Part of a data file:
* Start *
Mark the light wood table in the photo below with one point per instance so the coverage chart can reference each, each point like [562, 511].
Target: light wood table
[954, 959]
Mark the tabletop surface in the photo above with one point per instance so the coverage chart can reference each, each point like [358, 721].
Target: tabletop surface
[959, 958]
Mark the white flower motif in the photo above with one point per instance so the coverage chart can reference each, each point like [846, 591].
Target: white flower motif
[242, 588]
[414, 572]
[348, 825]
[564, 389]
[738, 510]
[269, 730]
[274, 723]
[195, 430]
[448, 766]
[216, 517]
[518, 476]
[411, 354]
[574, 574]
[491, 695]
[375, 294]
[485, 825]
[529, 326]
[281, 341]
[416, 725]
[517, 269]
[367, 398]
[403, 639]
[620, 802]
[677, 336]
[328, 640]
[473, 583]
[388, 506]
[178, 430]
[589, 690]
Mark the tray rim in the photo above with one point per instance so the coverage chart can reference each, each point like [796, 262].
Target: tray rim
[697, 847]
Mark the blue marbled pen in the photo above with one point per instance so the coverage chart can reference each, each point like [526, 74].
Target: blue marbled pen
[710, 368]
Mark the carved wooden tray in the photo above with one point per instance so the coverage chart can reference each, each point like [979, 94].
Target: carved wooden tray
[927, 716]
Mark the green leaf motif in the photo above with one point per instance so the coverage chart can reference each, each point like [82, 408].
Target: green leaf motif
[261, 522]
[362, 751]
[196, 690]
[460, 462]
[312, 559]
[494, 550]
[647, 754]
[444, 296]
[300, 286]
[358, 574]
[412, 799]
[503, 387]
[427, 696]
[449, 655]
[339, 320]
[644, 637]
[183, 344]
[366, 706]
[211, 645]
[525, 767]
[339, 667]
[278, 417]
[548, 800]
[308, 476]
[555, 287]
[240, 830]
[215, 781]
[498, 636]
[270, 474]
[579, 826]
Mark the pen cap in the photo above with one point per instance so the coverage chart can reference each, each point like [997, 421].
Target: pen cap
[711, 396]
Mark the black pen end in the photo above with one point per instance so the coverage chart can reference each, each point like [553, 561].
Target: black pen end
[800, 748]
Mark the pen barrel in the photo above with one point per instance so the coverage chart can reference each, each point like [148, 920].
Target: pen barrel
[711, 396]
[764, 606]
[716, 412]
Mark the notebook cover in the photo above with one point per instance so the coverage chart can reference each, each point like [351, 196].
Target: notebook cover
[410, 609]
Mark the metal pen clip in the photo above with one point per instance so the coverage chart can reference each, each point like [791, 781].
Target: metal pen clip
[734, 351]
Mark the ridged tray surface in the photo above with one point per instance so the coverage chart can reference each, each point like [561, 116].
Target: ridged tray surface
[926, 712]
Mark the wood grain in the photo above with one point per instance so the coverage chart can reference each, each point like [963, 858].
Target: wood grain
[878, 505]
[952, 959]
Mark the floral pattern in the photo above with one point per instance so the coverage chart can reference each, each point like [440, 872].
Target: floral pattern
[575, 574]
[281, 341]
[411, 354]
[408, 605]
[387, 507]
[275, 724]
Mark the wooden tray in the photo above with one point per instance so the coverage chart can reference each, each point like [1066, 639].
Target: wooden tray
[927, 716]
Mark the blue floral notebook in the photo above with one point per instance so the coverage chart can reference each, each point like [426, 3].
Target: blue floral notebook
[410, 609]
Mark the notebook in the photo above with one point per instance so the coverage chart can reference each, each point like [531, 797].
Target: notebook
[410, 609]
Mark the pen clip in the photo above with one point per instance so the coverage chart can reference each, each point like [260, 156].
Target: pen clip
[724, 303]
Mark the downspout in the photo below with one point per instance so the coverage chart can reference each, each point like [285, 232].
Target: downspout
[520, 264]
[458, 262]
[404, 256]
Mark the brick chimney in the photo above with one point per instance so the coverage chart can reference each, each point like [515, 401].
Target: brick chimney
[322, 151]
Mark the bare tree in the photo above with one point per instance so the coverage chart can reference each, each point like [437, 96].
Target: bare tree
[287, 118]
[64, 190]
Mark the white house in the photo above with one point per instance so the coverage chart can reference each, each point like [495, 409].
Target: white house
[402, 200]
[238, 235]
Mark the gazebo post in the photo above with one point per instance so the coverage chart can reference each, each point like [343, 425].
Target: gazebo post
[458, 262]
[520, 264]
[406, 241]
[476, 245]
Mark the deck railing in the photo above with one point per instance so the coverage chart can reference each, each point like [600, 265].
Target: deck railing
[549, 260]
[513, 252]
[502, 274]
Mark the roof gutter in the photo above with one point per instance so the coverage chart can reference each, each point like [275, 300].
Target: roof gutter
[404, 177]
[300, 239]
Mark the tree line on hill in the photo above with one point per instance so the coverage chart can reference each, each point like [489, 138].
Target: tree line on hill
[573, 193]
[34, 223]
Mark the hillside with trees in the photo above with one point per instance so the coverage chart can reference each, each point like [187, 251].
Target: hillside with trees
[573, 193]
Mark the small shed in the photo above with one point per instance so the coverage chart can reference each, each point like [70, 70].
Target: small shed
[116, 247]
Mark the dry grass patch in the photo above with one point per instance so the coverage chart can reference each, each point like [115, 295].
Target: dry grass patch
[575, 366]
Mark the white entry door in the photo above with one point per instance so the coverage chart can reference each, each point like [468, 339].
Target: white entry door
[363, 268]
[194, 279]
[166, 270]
* End *
▶ [Aim of the task]
Your task is to return the full listing exactly as it was given.

▶ [Final answer]
Mark the light wood table in the photo below with one point per instance so the coverage chart can reference each, each point like [562, 511].
Target: light wood table
[954, 959]
Mark the tabletop surface in the photo above with one point per instance so the coverage chart can reference each, each point like [358, 721].
Target: tabletop surface
[959, 958]
Mark the white flower motif in the photo above with one point per instance so the coverage chart can reference each, each point like [846, 591].
Target: white flower motif
[242, 588]
[414, 572]
[348, 825]
[564, 389]
[738, 510]
[269, 730]
[274, 723]
[195, 430]
[448, 766]
[216, 517]
[518, 476]
[411, 354]
[574, 574]
[491, 695]
[375, 294]
[485, 825]
[529, 326]
[281, 341]
[416, 725]
[517, 269]
[367, 398]
[403, 639]
[620, 802]
[677, 336]
[328, 640]
[473, 583]
[388, 506]
[178, 430]
[589, 690]
Mark the tray rim in the photo above with one point per instance so the coverage chart can reference each, each point like [796, 262].
Target: tray rim
[697, 847]
Mark the blue marbled pen in the photo above with one point per instance so the coverage chart can reference each, each point like [526, 74].
Target: blue marbled pen
[710, 368]
Mark the carved wooden tray in the photo above with one point per instance so the coverage chart can reference each, each point like [979, 94].
Target: carved wooden tray
[927, 716]
Mark the green leaf motif in the photo above with one point per instance so the coverage chart can reference each, each point like [82, 408].
Target: green leaf motif
[261, 522]
[362, 751]
[196, 690]
[460, 462]
[312, 559]
[494, 550]
[647, 754]
[444, 296]
[300, 286]
[358, 574]
[412, 799]
[503, 387]
[427, 696]
[449, 655]
[339, 320]
[644, 637]
[183, 344]
[366, 706]
[211, 645]
[525, 767]
[339, 667]
[278, 417]
[548, 800]
[308, 476]
[555, 287]
[240, 830]
[215, 781]
[498, 636]
[270, 474]
[579, 826]
Mark the pen cap in the photo above with one point per instance so the coverage chart can reference each, each point like [997, 421].
Target: pen cap
[711, 396]
Mark the black pen end in the photo above with one point per instance so the coverage chart can reference each, each point like [553, 561].
Target: black pen end
[800, 748]
Mark the pen barrel in the photo above with one point per instance so the coverage chart can reference each, each point like [148, 920].
Target: pen barrel
[711, 396]
[764, 606]
[716, 412]
Mark the notebook cover in the photo above with one point per instance so the coverage chart can reference each, each point like [351, 196].
Target: notebook cover
[410, 609]
Mark the metal pen clip in the photo above with one point per instance so the coverage chart can reference each, each point like [791, 781].
Target: metal pen clip
[734, 351]
Mark the ridged tray surface in the photo above with one point per instance so the coverage chart can reference each, each point like [561, 116].
Target: ridged tray surface
[926, 712]
Mark the wood grain in the photo above with one point per instance so the coverage chart can reference each, each point like [963, 858].
Target: wood grain
[878, 505]
[952, 959]
Mark the floral pattern in the photo above with one point per instance so the coverage chart can reference each, each point like [440, 872].
Target: floral pattern
[575, 574]
[281, 341]
[411, 354]
[408, 605]
[387, 507]
[275, 724]
Mark the wooden tray in the photo above with one point per instance so the coverage chart can reference each, each point like [1066, 639].
Target: wooden tray
[927, 716]
Mark the blue floral notebook in the photo above with one point per instance so the coverage chart can reference each, each point like [426, 3].
Target: blue floral notebook
[410, 609]
Mark the notebook in the photo above with one point per instance so the coverage chart can reference each, each point like [531, 797].
Target: notebook
[410, 609]
Mark the pen clip in the photo above with one point per instance so the coverage chart can reference each, each point like [260, 156].
Target: pen clip
[724, 303]
Mark the downspout in the photo below with one point per instance so the coverage chart can reference each, each point like [285, 232].
Target: downspout
[520, 264]
[458, 262]
[404, 256]
Mark the brick chimney in the photo above with one point per instance so the coverage chart can reference each, each point like [515, 401].
Target: brick chimney
[322, 151]
Mark the bare tree in the photo above with one point per instance so the coverage chart can reference each, each point like [437, 96].
Target: bare tree
[287, 118]
[64, 190]
Mark the white house in the photo above with one point per instance so the coverage chart can reference each, each point like [495, 409].
Target: white house
[402, 200]
[238, 235]
Mark the gazebo post in the photo above with one point per instance so the coverage chart can reference each, each point like [343, 425].
Target: gazebo post
[458, 262]
[520, 264]
[406, 241]
[476, 245]
Mark the deck railing in the photo above with one point per instance so the coverage chart can reference each, each point like [600, 265].
Target: deck railing
[549, 260]
[513, 252]
[502, 274]
Mark the roof gutter in the photo above with one point per instance so the coverage chart can reference each, each point like [275, 300].
Target: roof gutter
[404, 177]
[300, 239]
Mark the tree line on hill in the photo above with one point per instance so the coverage chart can reference each, each point like [489, 138].
Target: tree line on hill
[573, 193]
[34, 223]
Mark the hillside with trees in the photo above with one point per instance so the coverage chart can reference each, each point like [187, 251].
Target: hillside with trees
[573, 193]
Mark the small shed in the photo above with one point per instance so the coverage chart can reference each, each point like [70, 70].
Target: small shed
[116, 247]
Mark the dry grass patch in the photo above with one point per instance so the coverage chart can reference each, each point like [115, 295].
Target: dry grass patch
[575, 366]
Mark the white entry door in the photo above with one point per instance so the coverage chart can reference each, each point like [468, 339].
Target: white entry door
[363, 268]
[194, 279]
[166, 270]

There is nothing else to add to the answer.